PAGE TEXT>
Wednesday, July 19, 2006

Heart-Shaped Box



I heart Pandora.

If you're not familiar, Pandora.com offers a chance to start as many as 100 streaming radio stations that allow you to, if not program, at least set the tone of the music you'll hear. Certainly one step better than the AM of Dr. Johnny Fever and Venus Flytrap.

It's a free service if you don't mind the innocuous Amazon ads at the top of the efficiently designed Flash player, but if you're among the squeamish that are ad-free (liars!), then you can opt for the paid subscription. I highly recommend dealing with the fact that an algorithm will decide to show you .jpgs of things that you can ignore.

The point is, in two days of use, I've already heard some great songs by artists I'd never have heard of before by simply telling Pandora one or more of my favorite artists or songs. The more you qualify, the more it specifies.

For instance, I started my first station (Pandora will store up to 100 for you) by typing "The Beatles" (all-time #1). Pandora immediately played "Hello, Goodbye."

DATA PROVIDED>

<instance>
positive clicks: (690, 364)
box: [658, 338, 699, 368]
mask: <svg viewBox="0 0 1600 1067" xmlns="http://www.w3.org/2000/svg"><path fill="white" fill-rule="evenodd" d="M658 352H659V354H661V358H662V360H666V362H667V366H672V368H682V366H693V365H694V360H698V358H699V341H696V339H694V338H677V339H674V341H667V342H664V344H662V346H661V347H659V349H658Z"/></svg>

PROBLEMS TO SOLVE>
a. According to the Pandora post, what song did Pandora play first after "The Beatles" was typed in?
b. Reproduce the passage of the Pandora post starting at "I heart Pandora." and ending at "more it specifies.".

COMPLETED EXERCISE>
a. "Hello, Goodbye."

b.
I heart Pandora.

If you're not familiar, Pandora.com offers a chance to start as many as 100 streaming radio stations that allow you to, if not program, at least set the tone of the music you'll hear. Certainly one step better than the AM of Dr. Johnny Fever and Venus Flytrap.

It's a free service if you don't mind the innocuous Amazon ads at the top of the efficiently designed Flash player, but if you're among the squeamish that are ad-free (liars!), then you can opt for the paid subscription. I highly recommend dealing with the fact that an algorithm will decide to show you .jpgs of things that you can ignore.

The point is, in two days of use, I've already heard some great songs by artists I'd never have heard of before by simply telling Pandora one or more of my favorite artists or songs. The more you qualify, the more it specifies.